**Work to be completed**.
Please arrange every line of the listing below as a Markdown table with two columns, Row and Line, numbering the rows in order and omitting any blank lines.

[Location labeling records]
==============================

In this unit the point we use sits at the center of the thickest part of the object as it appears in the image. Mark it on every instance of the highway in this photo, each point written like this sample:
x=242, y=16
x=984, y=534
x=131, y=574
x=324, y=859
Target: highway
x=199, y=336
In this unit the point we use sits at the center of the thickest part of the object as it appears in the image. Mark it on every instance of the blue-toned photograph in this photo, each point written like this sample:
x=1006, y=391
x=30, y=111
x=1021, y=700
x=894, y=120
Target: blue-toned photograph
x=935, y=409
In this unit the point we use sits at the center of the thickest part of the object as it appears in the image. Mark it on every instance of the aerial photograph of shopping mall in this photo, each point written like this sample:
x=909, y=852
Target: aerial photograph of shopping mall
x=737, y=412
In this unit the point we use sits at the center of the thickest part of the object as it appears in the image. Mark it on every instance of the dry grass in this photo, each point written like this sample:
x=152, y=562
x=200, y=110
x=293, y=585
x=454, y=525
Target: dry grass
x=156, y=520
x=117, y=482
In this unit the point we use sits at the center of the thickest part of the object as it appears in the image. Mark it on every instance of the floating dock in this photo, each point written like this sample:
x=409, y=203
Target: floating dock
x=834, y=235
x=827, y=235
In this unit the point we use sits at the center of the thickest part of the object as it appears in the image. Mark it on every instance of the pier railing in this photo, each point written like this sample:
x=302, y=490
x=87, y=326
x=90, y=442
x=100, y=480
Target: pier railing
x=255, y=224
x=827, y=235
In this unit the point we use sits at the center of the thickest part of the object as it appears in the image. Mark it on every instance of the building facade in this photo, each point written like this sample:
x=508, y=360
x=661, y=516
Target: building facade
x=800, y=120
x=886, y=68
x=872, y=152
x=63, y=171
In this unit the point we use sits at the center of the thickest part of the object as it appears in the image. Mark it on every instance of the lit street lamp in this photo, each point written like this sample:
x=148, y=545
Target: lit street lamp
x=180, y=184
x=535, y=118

==============================

**Exercise solution**.
| Row | Line |
|---|---|
| 1 | In this unit the point we use sits at the center of the thickest part of the object as it appears in the image. Mark it on every instance of the highway in this photo, each point written like this sample: |
| 2 | x=242, y=16 |
| 3 | x=984, y=534 |
| 4 | x=131, y=574 |
| 5 | x=324, y=859 |
| 6 | Target: highway |
| 7 | x=199, y=336 |
| 8 | In this unit the point we use sits at the center of the thickest part of the object as it appears in the image. Mark it on every instance of the blue-toned photograph in this photo, each point written like this sample: |
| 9 | x=1006, y=391 |
| 10 | x=30, y=111 |
| 11 | x=1021, y=700 |
| 12 | x=894, y=120 |
| 13 | Target: blue-toned photograph |
| 14 | x=935, y=409 |
| 15 | In this unit the point we use sits at the center of the thickest part of the object as it appears in the image. Mark it on every instance of the aerial photograph of shopping mall in this photo, each point written like this sample: |
| 16 | x=909, y=852 |
| 17 | Target: aerial photograph of shopping mall |
| 18 | x=737, y=412 |
| 19 | In this unit the point we use sits at the center of the thickest part of the object as it appears in the image. Mark it on every instance of the dry grass in this photo, each point written like this sample: |
| 20 | x=152, y=562 |
| 21 | x=200, y=110 |
| 22 | x=293, y=585 |
| 23 | x=454, y=525 |
| 24 | Target: dry grass |
| 25 | x=156, y=520 |
| 26 | x=117, y=482 |
| 27 | In this unit the point we use sits at the center of the thickest part of the object as it appears in the image. Mark it on every instance of the floating dock in this photo, each point written like this sample: |
| 28 | x=409, y=203 |
| 29 | Target: floating dock |
| 30 | x=834, y=235 |
| 31 | x=827, y=235 |
| 32 | In this unit the point we use sits at the center of the thickest part of the object as it appears in the image. Mark it on every instance of the pier railing in this photo, each point written like this sample: |
| 33 | x=302, y=490 |
| 34 | x=87, y=326 |
| 35 | x=90, y=442 |
| 36 | x=100, y=480 |
| 37 | Target: pier railing |
| 38 | x=255, y=224 |
| 39 | x=827, y=235 |
| 40 | In this unit the point we use sits at the center of the thickest part of the object as it appears in the image. Mark it on every instance of the building facade in this photo, each point written like this sample: |
| 41 | x=508, y=360 |
| 42 | x=661, y=516 |
| 43 | Target: building facade |
| 44 | x=800, y=120 |
| 45 | x=886, y=68 |
| 46 | x=872, y=152 |
| 47 | x=63, y=171 |
| 48 | In this unit the point we use sits at the center of the thickest part of the object as it appears in the image. Mark it on every instance of the lit street lamp in this photo, each point written like this sample: |
| 49 | x=148, y=545 |
| 50 | Target: lit street lamp |
| 51 | x=180, y=184 |
| 52 | x=535, y=118 |